Yahudiler ile hıristiyanlar bu dini ciddi, köklü ve
titiz bir biçimde etüd ediyorlar. Ama amaçları, bazı
saf müslümanların sandıkları gibi gerçeği
aramak değildir; ya da bazı aldanmışların
düşündükleri gibi bu dine hakkını vermek, onun
değerini tarafsız bir şekilde ortaya koymak
değildir. Sözünü ettiğimiz aldanmışlar
Batılı araştırıcıların veya
oryantalistlerin bu dinin herhangi bir iyi tarafını
itiraf ettiklerini görünce hemen böyle bir yanılgıya
kapılıverirler. Asla! İşin aslı hiç bir
zaman böyle değildir. Onlar bu dine neresinden
vurabileceklerini, onun duyarlı ve ölümcül noktalarının
nereler olabileceğini belirleyebilmek amacı ile onu
ciddi, köklü ve titiz biçimde etüd ediyorlar. Onlar bu dinin
vicdanlara girerken kullandığı yolları ve
sızma kanallarını bulup bu kanalları
tıkamak ya da bozmak istiyorlar. Onlar bu dinin güçlü olduğu
noktaları ortaya çıkarıp ona bu noktalarda
karşı koymak, böylece kaleyi içinden fethetmek
istiyorlar. Bu dinin kendini vicdanlarda nasıl
yapılandırdığını bellemek istiyorlar,
çünkü insanların vicdanlarında doğan
boşluğu doldurmak için kullanacakları
karşıt düşünceleri aynı mekanizmayı
taklit ederek geliştirmeyi tasarlamaktadırlar.
Biz müslümanlar bu gerçeği iyi bilmekle görevliyiz.
Buna bağlı bir başka görevimiz de asıl bizim,
çocuklarımızı tanıdığımız
gibi dinimizi yakından tanımamız gerektiğinin
bilincinde olmamızdır, bu görevin öncelikle bize düştüğünü
kafamıza yerleştirmemizdir.
Tarihimizin bin dörtyüz yıllık realitesi bize bir
tek gerçeği anlatıyor. Bu gerçek "Kendilerine
kitap verdiklerimiz Peygamberi ve Kur'an'ı tıpkı
çocuklarını tanıdıkları gibi
tanırlar" ayetinin açıkladığı gerçektir.

[Girdi Verileri]
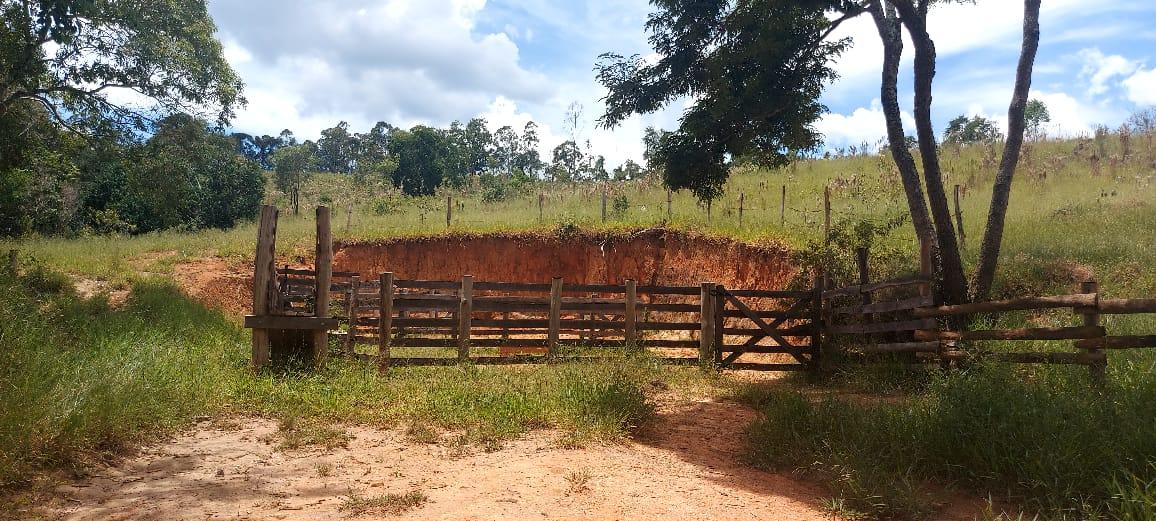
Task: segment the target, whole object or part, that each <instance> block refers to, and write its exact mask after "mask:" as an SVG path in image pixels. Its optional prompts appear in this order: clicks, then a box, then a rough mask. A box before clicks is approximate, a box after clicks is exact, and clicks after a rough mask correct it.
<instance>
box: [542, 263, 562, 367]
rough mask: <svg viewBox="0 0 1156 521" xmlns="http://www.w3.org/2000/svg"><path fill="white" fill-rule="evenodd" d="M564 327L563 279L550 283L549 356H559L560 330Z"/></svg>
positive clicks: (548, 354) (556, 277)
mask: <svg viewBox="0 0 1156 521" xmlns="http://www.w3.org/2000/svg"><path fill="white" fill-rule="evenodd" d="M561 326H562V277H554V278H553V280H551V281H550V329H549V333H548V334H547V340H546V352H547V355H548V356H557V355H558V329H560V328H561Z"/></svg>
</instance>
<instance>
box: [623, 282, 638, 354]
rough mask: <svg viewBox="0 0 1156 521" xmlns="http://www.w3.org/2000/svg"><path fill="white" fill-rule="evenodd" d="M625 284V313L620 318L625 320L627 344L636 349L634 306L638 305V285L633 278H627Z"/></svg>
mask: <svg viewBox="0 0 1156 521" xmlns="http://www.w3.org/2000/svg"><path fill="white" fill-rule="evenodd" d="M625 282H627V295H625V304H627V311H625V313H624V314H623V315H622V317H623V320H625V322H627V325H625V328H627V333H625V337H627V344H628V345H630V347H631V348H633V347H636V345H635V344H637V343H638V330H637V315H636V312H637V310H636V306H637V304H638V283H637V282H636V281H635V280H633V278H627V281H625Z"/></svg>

==

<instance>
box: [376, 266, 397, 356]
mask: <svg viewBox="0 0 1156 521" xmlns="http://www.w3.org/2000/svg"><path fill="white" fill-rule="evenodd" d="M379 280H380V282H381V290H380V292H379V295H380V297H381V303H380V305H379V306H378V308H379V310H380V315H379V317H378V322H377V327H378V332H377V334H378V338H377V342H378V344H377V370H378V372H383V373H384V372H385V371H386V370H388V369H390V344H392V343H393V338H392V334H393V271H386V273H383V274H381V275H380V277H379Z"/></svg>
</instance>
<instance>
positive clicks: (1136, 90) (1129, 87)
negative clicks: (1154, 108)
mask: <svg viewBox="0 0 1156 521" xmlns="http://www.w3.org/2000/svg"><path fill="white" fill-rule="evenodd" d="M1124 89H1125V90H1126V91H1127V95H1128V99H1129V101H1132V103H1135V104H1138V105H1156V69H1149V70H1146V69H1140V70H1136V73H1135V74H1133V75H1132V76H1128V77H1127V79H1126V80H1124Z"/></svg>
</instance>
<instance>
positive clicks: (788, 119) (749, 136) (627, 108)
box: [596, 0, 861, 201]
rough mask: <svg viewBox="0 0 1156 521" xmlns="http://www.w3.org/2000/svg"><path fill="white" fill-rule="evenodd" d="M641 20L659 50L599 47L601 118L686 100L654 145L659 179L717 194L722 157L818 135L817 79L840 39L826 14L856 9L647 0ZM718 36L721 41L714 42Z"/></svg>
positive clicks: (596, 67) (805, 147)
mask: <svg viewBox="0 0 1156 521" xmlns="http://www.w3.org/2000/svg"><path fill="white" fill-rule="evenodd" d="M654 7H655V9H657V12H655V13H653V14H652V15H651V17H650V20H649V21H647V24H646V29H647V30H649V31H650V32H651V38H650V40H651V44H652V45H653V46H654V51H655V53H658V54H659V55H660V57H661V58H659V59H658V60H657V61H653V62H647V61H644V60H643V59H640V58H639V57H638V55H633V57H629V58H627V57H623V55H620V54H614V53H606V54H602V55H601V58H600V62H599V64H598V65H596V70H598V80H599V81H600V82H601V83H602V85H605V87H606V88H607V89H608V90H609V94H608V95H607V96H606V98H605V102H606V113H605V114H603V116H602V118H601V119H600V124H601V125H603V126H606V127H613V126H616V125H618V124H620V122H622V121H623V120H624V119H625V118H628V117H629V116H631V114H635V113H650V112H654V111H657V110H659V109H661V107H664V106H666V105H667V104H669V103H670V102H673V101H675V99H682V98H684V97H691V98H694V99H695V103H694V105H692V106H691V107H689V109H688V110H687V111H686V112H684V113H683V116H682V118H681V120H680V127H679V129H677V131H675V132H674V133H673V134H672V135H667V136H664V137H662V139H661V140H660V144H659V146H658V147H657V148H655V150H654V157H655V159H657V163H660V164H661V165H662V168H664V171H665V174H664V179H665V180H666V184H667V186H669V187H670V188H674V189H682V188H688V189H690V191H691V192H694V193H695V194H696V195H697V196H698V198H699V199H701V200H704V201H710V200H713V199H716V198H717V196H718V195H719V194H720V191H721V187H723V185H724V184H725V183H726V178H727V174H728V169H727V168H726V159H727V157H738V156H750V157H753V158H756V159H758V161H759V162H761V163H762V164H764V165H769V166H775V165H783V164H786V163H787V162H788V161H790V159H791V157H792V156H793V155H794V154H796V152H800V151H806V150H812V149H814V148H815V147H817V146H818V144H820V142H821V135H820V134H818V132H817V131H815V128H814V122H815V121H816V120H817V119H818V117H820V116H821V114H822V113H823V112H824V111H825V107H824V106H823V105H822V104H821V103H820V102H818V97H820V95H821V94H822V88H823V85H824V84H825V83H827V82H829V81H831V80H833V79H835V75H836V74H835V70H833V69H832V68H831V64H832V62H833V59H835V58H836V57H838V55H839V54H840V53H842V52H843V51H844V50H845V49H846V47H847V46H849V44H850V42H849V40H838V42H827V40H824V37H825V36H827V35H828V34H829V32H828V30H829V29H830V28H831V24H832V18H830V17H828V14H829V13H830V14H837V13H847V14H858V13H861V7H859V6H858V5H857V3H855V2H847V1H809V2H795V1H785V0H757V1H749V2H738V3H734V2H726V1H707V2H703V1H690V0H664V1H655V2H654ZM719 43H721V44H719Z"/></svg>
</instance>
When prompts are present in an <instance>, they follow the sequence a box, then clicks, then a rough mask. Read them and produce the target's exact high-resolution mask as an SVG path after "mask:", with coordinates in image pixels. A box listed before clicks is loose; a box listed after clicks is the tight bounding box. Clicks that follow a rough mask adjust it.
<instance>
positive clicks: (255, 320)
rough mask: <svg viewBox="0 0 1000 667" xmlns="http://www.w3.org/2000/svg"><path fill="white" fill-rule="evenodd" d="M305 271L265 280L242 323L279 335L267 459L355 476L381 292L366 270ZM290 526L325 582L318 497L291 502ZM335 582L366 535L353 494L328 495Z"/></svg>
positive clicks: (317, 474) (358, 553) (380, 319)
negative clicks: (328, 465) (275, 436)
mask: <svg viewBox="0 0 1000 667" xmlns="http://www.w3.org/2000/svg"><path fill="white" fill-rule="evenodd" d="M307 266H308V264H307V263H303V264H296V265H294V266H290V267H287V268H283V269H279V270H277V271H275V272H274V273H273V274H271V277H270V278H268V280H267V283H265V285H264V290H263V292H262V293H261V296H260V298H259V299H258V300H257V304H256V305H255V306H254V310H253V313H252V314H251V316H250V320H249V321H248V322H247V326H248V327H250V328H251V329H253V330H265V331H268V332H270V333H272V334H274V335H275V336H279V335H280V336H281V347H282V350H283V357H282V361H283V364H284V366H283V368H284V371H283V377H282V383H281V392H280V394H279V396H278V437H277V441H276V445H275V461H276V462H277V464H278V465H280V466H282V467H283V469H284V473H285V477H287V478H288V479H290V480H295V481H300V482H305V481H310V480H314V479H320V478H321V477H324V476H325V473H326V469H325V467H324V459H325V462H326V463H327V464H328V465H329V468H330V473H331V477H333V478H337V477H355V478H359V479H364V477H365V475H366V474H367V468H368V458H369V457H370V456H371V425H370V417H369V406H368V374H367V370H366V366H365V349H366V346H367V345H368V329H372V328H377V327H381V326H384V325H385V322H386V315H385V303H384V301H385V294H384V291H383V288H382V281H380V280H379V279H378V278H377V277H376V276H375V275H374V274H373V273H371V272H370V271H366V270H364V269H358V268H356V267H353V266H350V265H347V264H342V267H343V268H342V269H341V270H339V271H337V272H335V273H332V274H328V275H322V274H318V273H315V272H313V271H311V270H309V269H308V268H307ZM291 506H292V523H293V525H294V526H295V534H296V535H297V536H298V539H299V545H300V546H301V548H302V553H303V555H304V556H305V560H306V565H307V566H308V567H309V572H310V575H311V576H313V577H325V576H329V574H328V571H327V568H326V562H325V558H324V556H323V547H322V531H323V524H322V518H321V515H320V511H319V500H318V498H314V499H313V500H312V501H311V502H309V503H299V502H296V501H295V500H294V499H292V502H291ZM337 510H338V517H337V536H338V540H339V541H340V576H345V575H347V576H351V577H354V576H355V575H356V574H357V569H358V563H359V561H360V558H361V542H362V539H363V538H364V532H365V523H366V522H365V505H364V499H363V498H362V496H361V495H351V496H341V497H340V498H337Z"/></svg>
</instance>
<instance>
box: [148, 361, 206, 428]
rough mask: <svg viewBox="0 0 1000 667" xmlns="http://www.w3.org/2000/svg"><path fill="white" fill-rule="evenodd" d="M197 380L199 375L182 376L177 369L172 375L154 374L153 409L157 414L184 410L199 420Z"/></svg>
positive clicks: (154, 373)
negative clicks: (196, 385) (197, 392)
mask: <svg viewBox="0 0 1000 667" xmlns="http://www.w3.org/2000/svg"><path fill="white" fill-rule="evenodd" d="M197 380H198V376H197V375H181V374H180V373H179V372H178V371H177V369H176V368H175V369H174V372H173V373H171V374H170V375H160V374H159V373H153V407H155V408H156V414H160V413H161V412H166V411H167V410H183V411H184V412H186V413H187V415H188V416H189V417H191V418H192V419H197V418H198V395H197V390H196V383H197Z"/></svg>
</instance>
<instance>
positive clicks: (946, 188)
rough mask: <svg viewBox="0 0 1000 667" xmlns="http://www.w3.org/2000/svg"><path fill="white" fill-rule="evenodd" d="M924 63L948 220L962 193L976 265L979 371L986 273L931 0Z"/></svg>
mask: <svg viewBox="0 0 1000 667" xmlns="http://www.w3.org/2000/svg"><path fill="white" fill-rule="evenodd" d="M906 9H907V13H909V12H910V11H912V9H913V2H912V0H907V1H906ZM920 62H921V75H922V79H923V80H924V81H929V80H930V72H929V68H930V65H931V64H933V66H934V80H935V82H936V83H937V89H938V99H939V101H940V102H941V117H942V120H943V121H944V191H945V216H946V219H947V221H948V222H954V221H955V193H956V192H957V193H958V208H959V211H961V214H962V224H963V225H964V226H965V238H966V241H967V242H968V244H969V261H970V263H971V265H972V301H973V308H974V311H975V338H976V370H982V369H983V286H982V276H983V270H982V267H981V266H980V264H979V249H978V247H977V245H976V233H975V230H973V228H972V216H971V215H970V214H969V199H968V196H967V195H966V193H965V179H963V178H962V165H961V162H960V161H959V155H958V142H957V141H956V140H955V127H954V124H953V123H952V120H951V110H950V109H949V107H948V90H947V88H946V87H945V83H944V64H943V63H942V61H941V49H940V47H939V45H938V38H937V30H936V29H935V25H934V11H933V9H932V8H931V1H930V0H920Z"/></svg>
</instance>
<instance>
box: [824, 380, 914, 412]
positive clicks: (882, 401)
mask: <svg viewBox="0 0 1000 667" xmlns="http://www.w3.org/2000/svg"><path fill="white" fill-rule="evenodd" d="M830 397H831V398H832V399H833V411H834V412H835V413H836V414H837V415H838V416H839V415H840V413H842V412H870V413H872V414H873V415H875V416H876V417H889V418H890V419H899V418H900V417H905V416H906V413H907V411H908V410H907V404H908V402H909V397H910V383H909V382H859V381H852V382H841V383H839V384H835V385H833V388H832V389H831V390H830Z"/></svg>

[Görev Yönergesi] Metin bloğunda, içinde "Buna bağlı bir" sözcükleri geçen ifadeyle açılıp "kafamıza yerleştirmemizdir." sözcükleriyle kapanan bölümü hiçbir değişiklik yapmadan yazın. Yukarıdaki kayıtların bu çalışmada hiçbir rolü yoktur.

[Alıştırma Sonucu]
Buna bağlı bir başka görevimiz de asıl bizim,
çocuklarımızı tanıdığımız
gibi dinimizi yakından tanımamız gerektiğinin
bilincinde olmamızdır, bu görevin öncelikle bize düştüğünü
kafamıza yerleştirmemizdir.